→ PARTS OF THE EXERCISE:
[A] In the news article, swap "Albert Snyder" for "the plaintiff" and reproduce the passage from "Pastor Fred Phelps" up to and including "his son's funeral.".
[B] According to the news article, which court upheld the Manchester, Missouri, ordinance restricting funeral protests?
[C] From the news article, list every slogan the protesters carried on signs at the funeral of Albert Snyder's son.

→ PAGE EXCERPT:
◆ ◆ ◆ ◆ ◆

By Terry Baynes

(Reuters) - A St. Louis suburb's law that restricts protests around funerals does not violate the free-speech rights of a church known for holding anti-gay demonstrations at military funerals, a federal appeals court ruled on Tuesday.

The 8th U.S. Circuit Court of Appeals upheld the ordinance passed by the city of Manchester, Missouri, to curb picketing at funerals by members of the Westboro Baptist Church of Topeka, Kansas.

Pastor Fred Phelps and other church members have protested at hundreds of funerals of military members killed in Iraq and Afghanistan as part of their religious view that God is punishing America for tolerance of gays and lesbians.

The church has gone to court to defend its right to protest and courts have wrestled with how to balance the group's right to free-speech against individuals' rights to privacy.

In March 2011, the U.S. Supreme Court ruled that the group's funeral protests were protected speech under the First Amendment in a suit brought by Albert Snyder, the father of a Marine who had died in Iraq. The protesters had carried signs that stated, "God Hates You," "You Are Going To Hell" and "Thank God for Dead Soldiers" at his son's funeral.

◆ ◆ ◆ ◆ ◆

→ RECORDS:

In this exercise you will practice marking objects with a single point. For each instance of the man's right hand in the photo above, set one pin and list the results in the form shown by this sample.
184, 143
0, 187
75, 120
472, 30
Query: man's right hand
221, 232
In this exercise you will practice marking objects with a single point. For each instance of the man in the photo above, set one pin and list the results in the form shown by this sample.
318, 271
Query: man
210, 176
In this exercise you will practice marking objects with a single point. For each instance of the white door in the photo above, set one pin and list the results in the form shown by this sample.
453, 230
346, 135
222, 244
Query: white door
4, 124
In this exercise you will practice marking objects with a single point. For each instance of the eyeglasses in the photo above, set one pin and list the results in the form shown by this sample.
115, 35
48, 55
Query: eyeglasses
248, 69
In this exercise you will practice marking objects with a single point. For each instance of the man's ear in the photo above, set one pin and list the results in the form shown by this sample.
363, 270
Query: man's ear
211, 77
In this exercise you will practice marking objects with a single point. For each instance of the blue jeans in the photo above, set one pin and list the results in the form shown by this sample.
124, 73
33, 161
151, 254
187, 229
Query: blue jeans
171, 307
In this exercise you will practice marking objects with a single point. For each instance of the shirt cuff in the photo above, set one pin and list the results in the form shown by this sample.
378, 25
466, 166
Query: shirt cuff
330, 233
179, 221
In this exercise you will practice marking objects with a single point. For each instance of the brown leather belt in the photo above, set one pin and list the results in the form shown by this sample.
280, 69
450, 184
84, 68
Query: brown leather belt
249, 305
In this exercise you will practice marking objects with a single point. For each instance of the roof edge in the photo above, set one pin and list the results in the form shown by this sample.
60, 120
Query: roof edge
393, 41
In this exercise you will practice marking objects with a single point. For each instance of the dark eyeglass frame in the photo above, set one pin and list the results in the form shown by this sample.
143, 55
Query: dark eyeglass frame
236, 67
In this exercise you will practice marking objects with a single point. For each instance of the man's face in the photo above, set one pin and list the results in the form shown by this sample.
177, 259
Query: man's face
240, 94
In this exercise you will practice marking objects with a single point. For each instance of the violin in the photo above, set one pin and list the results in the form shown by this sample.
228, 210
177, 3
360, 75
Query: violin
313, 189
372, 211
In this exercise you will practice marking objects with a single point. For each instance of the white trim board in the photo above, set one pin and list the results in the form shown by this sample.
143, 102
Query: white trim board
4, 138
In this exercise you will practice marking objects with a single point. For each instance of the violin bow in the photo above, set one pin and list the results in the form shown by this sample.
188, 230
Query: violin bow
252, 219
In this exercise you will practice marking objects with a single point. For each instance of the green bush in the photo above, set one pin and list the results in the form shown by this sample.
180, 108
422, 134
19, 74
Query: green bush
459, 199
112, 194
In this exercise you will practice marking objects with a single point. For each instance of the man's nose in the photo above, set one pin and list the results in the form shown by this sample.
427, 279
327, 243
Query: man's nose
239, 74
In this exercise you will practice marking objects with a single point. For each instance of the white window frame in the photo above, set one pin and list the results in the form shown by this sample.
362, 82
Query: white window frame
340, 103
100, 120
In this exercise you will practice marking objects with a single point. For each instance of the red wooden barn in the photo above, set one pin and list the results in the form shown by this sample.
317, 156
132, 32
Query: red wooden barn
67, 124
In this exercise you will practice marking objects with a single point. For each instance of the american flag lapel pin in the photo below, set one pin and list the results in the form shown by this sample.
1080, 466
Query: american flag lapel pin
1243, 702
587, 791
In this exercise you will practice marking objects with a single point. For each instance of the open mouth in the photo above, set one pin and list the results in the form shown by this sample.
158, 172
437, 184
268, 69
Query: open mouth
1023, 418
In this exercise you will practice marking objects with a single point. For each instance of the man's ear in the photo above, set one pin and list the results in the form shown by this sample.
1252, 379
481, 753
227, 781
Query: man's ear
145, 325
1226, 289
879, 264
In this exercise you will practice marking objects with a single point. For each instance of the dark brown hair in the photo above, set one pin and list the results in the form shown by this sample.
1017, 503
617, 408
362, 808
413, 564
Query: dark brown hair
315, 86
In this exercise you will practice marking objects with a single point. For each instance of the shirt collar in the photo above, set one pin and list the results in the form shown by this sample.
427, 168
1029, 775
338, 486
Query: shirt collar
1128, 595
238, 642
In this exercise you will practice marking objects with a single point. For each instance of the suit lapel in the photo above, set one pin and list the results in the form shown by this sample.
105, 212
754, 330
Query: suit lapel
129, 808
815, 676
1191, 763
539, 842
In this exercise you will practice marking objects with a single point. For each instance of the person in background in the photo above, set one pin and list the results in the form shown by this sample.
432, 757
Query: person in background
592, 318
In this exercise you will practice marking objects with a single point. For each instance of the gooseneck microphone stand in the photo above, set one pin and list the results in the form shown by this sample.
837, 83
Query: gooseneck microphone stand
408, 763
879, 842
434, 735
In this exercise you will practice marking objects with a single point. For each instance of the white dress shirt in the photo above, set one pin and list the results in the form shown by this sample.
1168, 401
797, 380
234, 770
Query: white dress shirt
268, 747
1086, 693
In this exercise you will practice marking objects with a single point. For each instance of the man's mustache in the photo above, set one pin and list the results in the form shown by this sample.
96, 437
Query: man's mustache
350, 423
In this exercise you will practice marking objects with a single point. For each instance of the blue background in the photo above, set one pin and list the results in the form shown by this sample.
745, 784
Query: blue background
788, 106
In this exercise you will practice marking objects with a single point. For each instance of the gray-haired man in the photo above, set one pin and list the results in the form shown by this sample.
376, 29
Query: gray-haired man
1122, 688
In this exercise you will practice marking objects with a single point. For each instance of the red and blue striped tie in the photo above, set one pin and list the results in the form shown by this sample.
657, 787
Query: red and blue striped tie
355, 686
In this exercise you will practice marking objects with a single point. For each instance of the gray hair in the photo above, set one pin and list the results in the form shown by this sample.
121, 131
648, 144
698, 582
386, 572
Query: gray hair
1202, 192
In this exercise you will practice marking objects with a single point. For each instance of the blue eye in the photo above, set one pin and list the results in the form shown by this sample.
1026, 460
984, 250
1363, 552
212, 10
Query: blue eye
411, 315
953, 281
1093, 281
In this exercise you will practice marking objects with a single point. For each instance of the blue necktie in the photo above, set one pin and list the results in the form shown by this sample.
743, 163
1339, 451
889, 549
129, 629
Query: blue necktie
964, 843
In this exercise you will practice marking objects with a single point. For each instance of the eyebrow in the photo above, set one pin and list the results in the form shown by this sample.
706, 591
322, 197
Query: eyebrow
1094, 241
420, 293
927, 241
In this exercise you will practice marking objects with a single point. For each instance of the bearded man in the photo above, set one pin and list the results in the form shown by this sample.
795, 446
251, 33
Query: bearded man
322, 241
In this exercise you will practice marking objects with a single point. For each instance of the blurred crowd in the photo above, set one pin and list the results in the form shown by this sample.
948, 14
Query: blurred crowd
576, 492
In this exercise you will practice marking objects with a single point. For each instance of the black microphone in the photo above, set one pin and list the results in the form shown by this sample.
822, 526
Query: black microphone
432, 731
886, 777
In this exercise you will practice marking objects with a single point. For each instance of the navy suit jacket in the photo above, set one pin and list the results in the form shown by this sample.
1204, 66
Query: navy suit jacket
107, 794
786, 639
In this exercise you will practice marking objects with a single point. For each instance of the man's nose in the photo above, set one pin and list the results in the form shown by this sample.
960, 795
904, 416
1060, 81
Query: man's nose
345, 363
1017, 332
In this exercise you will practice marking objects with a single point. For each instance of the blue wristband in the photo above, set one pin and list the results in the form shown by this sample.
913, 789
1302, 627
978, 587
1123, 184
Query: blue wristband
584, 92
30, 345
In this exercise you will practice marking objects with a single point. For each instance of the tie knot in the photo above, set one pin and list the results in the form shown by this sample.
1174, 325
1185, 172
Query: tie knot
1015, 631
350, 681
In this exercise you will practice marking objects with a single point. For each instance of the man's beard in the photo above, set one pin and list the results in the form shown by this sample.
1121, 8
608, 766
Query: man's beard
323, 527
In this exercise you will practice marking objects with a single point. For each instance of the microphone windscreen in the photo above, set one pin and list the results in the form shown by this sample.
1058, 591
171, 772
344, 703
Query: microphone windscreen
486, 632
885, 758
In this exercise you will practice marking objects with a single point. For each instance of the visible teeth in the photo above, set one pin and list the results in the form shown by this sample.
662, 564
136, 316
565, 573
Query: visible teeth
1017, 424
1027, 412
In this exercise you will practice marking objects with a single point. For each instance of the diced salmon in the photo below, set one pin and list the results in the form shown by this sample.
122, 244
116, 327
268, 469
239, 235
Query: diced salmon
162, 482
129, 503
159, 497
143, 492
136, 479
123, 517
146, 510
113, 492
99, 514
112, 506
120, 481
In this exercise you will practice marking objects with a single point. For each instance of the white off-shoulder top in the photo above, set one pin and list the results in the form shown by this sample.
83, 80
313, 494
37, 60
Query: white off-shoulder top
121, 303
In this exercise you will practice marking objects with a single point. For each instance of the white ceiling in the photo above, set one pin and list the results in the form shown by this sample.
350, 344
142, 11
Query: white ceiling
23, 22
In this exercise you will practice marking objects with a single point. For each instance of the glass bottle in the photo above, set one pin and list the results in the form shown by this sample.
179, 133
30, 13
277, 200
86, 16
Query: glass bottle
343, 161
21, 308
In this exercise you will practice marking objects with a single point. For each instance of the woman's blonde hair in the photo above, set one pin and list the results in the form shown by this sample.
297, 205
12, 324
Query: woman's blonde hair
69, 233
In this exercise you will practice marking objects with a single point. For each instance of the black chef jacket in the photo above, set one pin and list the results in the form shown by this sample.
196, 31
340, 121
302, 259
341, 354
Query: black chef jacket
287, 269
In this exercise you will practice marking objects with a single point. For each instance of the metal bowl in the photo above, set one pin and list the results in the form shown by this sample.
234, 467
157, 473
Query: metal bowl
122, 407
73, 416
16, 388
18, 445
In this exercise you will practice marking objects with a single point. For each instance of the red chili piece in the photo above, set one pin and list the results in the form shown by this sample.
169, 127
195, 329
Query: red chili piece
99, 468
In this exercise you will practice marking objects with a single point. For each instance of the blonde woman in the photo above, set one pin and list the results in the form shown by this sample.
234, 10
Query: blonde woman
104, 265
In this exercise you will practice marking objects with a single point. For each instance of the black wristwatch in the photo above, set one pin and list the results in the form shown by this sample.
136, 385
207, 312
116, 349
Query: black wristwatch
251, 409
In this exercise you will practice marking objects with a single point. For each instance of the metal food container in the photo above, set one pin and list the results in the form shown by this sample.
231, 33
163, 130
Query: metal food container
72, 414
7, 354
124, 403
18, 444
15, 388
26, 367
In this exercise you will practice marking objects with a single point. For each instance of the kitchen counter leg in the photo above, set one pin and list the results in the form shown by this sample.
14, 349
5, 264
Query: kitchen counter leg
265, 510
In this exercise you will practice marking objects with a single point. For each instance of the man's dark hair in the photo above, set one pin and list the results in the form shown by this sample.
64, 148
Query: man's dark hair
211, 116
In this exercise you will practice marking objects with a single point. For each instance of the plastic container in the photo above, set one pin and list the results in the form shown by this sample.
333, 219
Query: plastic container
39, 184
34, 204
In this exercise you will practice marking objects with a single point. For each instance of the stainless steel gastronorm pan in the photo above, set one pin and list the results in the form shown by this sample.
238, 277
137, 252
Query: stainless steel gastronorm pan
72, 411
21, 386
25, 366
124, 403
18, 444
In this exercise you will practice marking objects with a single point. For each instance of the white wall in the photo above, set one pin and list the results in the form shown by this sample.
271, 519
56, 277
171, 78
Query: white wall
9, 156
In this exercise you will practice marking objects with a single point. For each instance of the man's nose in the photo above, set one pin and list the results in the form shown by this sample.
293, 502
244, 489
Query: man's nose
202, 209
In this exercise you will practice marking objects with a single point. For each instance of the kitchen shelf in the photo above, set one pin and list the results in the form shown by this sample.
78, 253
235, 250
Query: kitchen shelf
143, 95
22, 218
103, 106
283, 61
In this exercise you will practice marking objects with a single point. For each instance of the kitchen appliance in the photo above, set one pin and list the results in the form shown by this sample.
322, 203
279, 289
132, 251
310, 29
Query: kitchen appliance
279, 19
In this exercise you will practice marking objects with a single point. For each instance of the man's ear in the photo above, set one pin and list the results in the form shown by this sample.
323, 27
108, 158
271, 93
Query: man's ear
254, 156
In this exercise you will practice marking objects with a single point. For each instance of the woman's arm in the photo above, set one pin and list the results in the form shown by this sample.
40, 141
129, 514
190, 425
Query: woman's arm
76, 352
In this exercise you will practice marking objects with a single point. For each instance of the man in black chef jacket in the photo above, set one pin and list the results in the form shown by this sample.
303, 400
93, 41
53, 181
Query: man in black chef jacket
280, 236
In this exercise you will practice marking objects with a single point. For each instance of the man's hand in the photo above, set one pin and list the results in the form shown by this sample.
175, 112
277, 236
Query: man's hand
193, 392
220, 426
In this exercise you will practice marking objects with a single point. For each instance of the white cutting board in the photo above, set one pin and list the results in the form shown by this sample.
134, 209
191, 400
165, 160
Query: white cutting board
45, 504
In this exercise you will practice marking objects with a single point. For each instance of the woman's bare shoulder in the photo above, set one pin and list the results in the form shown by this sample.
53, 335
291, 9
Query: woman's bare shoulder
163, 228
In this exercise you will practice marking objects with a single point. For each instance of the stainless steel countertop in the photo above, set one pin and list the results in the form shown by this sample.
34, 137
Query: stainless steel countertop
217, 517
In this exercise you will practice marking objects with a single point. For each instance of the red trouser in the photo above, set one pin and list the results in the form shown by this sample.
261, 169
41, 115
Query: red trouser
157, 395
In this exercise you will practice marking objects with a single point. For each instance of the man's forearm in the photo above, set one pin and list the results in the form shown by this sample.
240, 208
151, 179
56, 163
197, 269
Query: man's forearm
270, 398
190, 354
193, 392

◆ ◆ ◆ ◆ ◆

→ EXERCISE SOLUTIONS:
[A]
Pastor Fred Phelps and other church members have protested at hundreds of funerals of military members killed in Iraq and Afghanistan as part of their religious view that God is punishing America for tolerance of gays and lesbians.

The church has gone to court to defend its right to protest and courts have wrestled with how to balance the group's right to free-speech against individuals' rights to privacy.

In March 2011, the U.S. Supreme Court ruled that the group's funeral protests were protected speech under the First Amendment in a suit brought by the plaintiff, the father of a Marine who had died in Iraq. The protesters had carried signs that stated, "God Hates You," "You Are Going To Hell" and "Thank God for Dead Soldiers" at his son's funeral.

[B] The 8th U.S. Circuit Court of Appeals.

[C]
- "God Hates You"
- "You Are Going To Hell"
- "Thank God for Dead Soldiers"